*** Block opens ***

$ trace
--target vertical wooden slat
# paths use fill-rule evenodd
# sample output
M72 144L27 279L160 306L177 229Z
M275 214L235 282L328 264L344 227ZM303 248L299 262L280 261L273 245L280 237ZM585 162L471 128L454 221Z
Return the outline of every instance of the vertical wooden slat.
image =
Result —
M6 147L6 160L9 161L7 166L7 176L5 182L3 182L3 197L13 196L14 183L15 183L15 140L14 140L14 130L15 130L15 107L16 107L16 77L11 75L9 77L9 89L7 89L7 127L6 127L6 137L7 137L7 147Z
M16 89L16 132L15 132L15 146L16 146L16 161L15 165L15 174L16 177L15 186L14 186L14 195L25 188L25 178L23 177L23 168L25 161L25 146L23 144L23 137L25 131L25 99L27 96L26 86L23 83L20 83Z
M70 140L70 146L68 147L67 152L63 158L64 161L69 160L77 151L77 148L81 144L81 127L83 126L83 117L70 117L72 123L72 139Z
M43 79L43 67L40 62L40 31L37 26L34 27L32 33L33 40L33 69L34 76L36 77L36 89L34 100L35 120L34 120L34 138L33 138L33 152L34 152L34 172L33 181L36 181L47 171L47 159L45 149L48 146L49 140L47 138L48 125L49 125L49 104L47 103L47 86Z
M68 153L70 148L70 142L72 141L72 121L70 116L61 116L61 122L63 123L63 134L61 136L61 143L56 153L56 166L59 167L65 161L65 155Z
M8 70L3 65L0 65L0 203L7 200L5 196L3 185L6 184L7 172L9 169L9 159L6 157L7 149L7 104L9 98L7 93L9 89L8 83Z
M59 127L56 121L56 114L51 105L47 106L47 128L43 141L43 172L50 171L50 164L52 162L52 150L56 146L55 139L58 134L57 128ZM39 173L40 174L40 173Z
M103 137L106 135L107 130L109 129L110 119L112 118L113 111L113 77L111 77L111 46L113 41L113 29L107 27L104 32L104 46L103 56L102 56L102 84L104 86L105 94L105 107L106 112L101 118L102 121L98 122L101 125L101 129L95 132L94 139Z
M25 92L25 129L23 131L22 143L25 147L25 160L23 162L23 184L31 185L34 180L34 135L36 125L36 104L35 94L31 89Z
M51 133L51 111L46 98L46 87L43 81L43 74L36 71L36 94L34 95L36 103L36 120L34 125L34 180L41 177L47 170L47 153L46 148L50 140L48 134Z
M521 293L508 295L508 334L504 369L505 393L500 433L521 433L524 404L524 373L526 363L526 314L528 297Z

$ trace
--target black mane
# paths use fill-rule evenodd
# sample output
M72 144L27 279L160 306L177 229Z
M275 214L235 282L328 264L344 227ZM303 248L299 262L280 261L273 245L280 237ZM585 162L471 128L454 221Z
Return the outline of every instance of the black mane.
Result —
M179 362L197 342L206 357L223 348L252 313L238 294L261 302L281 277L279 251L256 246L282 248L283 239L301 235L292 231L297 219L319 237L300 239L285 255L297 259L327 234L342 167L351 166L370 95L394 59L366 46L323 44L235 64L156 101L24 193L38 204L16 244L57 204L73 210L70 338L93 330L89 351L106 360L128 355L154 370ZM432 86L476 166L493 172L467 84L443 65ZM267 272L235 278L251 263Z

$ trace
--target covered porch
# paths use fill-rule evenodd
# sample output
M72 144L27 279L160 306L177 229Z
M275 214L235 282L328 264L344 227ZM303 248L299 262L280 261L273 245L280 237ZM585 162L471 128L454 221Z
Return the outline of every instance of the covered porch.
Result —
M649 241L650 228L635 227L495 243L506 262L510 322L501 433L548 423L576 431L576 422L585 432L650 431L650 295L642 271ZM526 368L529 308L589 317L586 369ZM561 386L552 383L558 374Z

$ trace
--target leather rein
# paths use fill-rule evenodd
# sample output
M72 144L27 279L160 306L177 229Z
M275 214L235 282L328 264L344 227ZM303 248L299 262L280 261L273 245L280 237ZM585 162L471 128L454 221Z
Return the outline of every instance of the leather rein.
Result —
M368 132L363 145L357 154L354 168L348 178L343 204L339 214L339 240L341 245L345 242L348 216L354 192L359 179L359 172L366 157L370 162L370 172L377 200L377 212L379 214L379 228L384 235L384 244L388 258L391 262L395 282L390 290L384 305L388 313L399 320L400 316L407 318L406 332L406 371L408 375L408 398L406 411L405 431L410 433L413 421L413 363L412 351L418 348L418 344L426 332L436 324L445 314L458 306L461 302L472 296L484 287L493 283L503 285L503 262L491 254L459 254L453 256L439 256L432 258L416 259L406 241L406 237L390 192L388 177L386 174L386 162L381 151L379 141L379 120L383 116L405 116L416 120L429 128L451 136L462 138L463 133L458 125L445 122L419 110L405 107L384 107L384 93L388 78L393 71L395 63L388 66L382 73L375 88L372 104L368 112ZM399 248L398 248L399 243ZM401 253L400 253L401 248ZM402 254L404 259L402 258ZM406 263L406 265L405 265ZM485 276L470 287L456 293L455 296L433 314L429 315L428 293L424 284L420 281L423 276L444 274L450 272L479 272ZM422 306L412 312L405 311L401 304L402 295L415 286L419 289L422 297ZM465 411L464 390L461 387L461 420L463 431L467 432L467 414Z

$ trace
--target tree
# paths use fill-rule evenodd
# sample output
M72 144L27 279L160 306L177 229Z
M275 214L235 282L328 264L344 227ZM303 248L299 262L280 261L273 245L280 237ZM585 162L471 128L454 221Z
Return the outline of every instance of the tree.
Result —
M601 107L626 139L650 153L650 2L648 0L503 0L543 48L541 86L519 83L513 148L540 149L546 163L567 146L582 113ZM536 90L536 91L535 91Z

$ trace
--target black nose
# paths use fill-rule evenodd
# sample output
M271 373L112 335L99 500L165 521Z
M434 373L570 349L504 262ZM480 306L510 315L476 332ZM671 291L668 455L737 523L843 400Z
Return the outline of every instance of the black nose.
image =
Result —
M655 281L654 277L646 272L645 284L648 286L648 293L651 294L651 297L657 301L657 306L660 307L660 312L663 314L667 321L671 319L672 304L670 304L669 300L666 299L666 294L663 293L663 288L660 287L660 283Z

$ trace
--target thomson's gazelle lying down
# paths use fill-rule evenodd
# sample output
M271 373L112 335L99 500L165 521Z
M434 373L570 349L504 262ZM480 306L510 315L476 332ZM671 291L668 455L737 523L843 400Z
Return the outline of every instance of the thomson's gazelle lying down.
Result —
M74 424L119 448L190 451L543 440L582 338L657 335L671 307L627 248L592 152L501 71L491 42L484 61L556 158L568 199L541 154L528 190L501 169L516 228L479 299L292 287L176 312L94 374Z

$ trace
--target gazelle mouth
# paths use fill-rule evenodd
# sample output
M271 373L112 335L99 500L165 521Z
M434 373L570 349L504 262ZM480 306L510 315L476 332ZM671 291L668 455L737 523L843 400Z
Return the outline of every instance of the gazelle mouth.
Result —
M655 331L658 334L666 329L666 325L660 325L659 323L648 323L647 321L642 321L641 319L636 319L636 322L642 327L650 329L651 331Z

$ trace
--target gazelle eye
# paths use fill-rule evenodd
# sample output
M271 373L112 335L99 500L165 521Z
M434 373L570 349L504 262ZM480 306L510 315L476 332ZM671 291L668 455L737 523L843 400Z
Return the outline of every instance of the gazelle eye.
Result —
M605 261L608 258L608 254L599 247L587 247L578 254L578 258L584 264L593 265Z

*** Block closes ***

From the material above, count the lines that include "gazelle" and give only the total.

6